■ **INFORMATION SUPPLIED**
>>>

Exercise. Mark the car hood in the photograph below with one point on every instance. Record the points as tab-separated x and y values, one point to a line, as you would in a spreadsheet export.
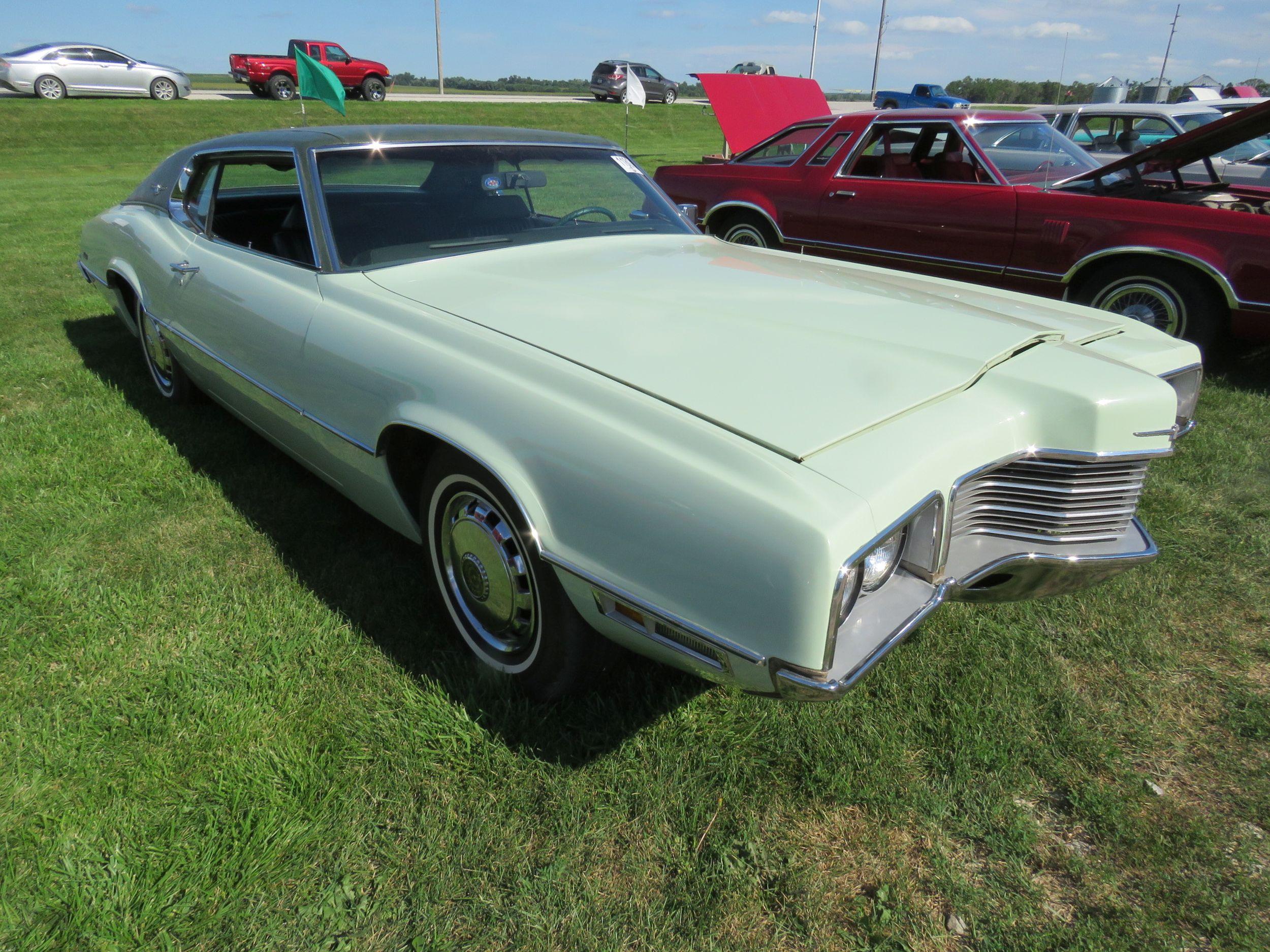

<<<
>>>

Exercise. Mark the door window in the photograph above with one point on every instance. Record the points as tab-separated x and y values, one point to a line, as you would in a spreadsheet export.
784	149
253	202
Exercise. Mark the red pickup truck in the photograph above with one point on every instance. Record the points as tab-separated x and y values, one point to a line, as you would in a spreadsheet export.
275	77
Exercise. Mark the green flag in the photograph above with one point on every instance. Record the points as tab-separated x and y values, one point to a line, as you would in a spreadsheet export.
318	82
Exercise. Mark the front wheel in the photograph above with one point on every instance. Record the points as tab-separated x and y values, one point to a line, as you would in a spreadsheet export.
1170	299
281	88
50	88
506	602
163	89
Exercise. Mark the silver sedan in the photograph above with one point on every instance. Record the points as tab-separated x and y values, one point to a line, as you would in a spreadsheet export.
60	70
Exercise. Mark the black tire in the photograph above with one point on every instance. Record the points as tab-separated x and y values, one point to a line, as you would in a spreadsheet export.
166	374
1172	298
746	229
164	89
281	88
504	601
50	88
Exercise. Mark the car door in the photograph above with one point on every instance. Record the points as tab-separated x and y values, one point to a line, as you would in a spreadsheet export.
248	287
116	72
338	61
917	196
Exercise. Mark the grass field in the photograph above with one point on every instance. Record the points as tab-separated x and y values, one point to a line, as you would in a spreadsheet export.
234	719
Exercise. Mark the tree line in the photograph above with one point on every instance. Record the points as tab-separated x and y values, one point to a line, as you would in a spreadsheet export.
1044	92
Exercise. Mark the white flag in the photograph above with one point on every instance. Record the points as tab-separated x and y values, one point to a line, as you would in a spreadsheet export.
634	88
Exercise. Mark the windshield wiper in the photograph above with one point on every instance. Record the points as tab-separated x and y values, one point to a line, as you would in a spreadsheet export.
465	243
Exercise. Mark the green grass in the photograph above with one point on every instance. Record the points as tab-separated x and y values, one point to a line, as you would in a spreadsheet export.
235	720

<<<

■ **WHAT IS REQUIRED**
Report each line of the material above that contains the string "door", copying every such line in full.

■ **COMPLETED EXERCISE**
Exercise. Mark the door window in the photograph above with one point on every instance. Record the points as tab-separated x and y values, one point to a line, as you would in a spreadsheet export.
Exercise. Mark the car door in the photograph above with one point on every instance. Record the points as tab-separated x and y values, one point to a line, as you would in a spreadsheet export.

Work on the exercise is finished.